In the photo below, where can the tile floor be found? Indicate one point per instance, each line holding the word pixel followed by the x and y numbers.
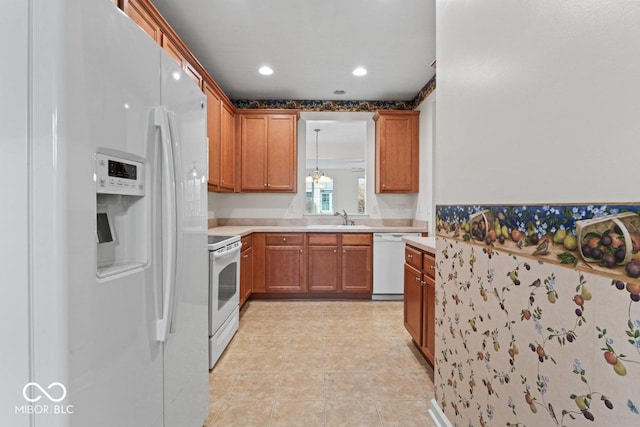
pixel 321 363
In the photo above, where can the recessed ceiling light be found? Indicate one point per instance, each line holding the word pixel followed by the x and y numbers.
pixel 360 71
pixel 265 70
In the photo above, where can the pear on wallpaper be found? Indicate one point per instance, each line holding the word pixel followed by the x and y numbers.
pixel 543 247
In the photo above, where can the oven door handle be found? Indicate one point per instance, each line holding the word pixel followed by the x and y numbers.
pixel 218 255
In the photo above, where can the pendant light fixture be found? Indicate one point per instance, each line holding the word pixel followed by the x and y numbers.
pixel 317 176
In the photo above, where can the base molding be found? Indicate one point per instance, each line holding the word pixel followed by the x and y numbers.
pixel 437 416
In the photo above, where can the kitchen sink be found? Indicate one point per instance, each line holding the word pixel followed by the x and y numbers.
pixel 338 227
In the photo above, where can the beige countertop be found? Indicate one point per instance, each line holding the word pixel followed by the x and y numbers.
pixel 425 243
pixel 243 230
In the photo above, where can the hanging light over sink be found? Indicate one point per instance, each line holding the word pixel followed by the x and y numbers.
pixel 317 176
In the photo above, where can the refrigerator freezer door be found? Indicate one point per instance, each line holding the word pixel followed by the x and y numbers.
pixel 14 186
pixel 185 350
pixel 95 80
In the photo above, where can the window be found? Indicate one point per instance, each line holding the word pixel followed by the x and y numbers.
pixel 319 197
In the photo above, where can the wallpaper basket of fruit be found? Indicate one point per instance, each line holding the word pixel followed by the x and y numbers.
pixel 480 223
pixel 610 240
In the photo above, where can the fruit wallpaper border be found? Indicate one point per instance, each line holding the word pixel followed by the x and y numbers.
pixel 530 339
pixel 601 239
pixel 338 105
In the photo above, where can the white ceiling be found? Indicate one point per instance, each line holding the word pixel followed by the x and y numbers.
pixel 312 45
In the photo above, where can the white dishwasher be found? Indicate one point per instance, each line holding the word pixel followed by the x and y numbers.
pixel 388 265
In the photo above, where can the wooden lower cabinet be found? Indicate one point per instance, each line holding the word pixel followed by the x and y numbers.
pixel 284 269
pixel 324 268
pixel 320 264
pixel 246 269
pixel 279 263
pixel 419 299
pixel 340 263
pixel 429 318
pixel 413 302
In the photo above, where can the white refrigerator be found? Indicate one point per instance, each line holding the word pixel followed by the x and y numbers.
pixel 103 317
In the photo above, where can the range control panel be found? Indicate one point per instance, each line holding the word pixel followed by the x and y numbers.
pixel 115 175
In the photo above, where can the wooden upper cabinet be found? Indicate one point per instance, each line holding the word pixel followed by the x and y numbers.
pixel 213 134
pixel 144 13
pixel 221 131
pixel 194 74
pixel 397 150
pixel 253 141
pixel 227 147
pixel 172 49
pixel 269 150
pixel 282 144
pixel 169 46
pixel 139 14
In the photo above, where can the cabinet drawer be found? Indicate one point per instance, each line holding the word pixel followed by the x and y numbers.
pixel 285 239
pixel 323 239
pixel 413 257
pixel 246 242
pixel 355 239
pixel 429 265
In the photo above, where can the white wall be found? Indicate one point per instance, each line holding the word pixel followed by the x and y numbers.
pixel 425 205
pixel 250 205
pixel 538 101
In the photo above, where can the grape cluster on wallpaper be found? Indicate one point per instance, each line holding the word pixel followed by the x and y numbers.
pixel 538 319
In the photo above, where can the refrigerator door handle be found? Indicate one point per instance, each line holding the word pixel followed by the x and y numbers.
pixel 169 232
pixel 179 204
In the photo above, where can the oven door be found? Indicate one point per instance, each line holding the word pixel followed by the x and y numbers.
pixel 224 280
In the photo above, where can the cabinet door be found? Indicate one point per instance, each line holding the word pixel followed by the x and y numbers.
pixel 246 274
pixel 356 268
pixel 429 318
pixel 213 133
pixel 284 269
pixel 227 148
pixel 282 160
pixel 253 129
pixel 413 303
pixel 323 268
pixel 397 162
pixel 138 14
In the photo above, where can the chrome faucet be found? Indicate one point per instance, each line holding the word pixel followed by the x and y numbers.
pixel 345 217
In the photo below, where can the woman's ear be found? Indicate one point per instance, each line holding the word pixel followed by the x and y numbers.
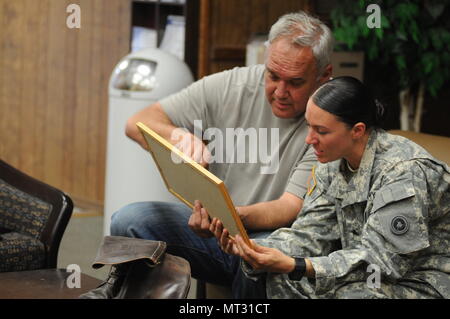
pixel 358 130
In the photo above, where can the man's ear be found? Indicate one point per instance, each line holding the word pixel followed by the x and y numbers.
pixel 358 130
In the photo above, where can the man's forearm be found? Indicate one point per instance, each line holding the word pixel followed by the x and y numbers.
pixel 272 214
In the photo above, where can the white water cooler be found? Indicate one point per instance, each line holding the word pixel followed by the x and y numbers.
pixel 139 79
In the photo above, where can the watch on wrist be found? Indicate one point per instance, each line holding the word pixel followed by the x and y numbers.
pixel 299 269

######

Reproduce all the rows above, switching every "Indicate" to "Mark" and leaving everything else unchanged. Leave the pictures out.

● Expected answer:
In the photo below, where can the tile floor be found? Mark one point per instance, each line holding the word pixel followed by the x and y numbers.
pixel 321 363
In the photo above, where can the recessed ceiling light be found? Mark one point per instance, each line holding the word pixel followed by the x and y numbers.
pixel 360 71
pixel 265 70
In the photo above, where can the pear on wallpaper be found? Mark one point per instance, each line holding the word pixel followed by the x and y numbers.
pixel 543 247
In the photo above, where can the oven door handle be found? Mark one point per instance, each line holding the word pixel followed by the x and y numbers.
pixel 218 255
In the photo above, where can the pendant light fixture be found? Mark one point per instance, each line holding the word pixel followed by the x and y numbers.
pixel 317 176
In the photo above, where can the base molding be found? Mark one point per instance, each line holding the word pixel followed by the x and y numbers.
pixel 437 416
In the photo above, where can the kitchen sink be found? Mark one point per instance, each line holding the word pixel followed by the x and y numbers.
pixel 338 227
In the photo above, where can the beige countertop be found? Mark one point per instance, each line holding the word pixel followed by the x and y numbers.
pixel 425 243
pixel 243 230
In the photo above, where can the hanging light over sink be found? Mark one point per instance, each line holding the word pixel followed by the x and y numbers.
pixel 317 176
In the photo above, where can the refrigerator freezer door be found? Mark one point per instance, each line holding the word pixel followed by the x and y numbers.
pixel 14 186
pixel 185 350
pixel 95 80
In the photo above, where can the window be found? Mark one point per instance, each line holding the word pixel followed by the x and y numbers.
pixel 319 197
In the photo above, where can the wallpaper basket of fruit be found? Mark one point per instance, each line holding the word pixel followed by the x and y numbers.
pixel 480 223
pixel 610 240
In the photo above, where can the fruit wallpaper border be found? Mark one point per instance, each line holding the word pixel followed by the x and y numbers.
pixel 530 339
pixel 601 239
pixel 338 105
In the photo above, where can the white ceiling be found? Mark one point per instance, each line holding the word pixel followed by the x and y numbers.
pixel 312 45
In the photo above, where can the white dishwasher be found? Mark one point per instance, each line holding the word pixel followed by the x and y numbers.
pixel 388 265
In the photo above, where can the wooden lower cabinet be found? Mark one point per instance, each line holding the word pixel followed by the x and y numbers.
pixel 284 269
pixel 324 268
pixel 320 264
pixel 246 269
pixel 279 263
pixel 419 299
pixel 340 263
pixel 429 318
pixel 413 302
In the photo above, where can the white refrigerator be found? Mark one point per instance, each line holding the word pixel followed by the x and y numbers.
pixel 103 317
In the photo above, where can the range control panel be found? Mark one point per instance, each line holding the word pixel followed by the x and y numbers.
pixel 115 175
In the photo above, where can the wooden upper cabinet be found? Mark one point per instance, each line holding the word pixel followed by the x and y numbers.
pixel 213 134
pixel 144 13
pixel 221 131
pixel 194 74
pixel 397 150
pixel 253 141
pixel 227 147
pixel 172 49
pixel 269 150
pixel 282 144
pixel 169 46
pixel 139 14
In the photo above, where can the cabinet drawer be found? Mark one point per instance, each line holding the word pixel followed by the x and y numbers.
pixel 285 239
pixel 323 239
pixel 413 257
pixel 246 242
pixel 355 239
pixel 429 265
In the photo above, where can the white wall be found? Mark one point per instance, each line holding the word pixel followed by the x and y numbers.
pixel 425 205
pixel 250 205
pixel 538 101
In the photo above, where can the grape cluster on wallpaper be found? Mark one point per instance, each line holding the word pixel followed by the x and y numbers.
pixel 538 319
In the photo above, where can the refrigerator door handle be found? Mark one point per instance, each line holding the word pixel followed by the x and y numbers.
pixel 169 232
pixel 179 204
In the photo above, where can the oven door be found? Mark one point per instance, each line holding the word pixel followed by the x and y numbers.
pixel 224 280
In the photo above, where can the cabinet door be found? Mark one point per instance, each line holding the word pixel followed by the x and y numbers.
pixel 246 274
pixel 356 268
pixel 429 318
pixel 213 133
pixel 284 269
pixel 227 148
pixel 282 160
pixel 253 129
pixel 413 303
pixel 323 268
pixel 397 162
pixel 138 14
In the photo above, where can the chrome faucet be found? Mark one point per instance, each line holding the word pixel followed by the x and y numbers.
pixel 345 217
In the photo below, where can the woman's ear be found? Mark one point per instance, each line holding the word pixel followed by the x and y numbers.
pixel 358 130
In the photo above, where can the man's ear be found? Mark one point per instance, each line holding the word pixel followed by the x and y numbers.
pixel 358 130
In the photo above, where can the man's forearm be found? Mark one point per instance, each line holding the word pixel followed by the x and y numbers.
pixel 272 214
In the photo above, where can the white water cooler be found? Mark one point per instance, each line holding the word pixel followed by the x and y numbers.
pixel 139 79
In the photo above, where can the watch on wrist be found? Mark one point per instance, each line holding the word pixel followed by the x and y numbers.
pixel 299 269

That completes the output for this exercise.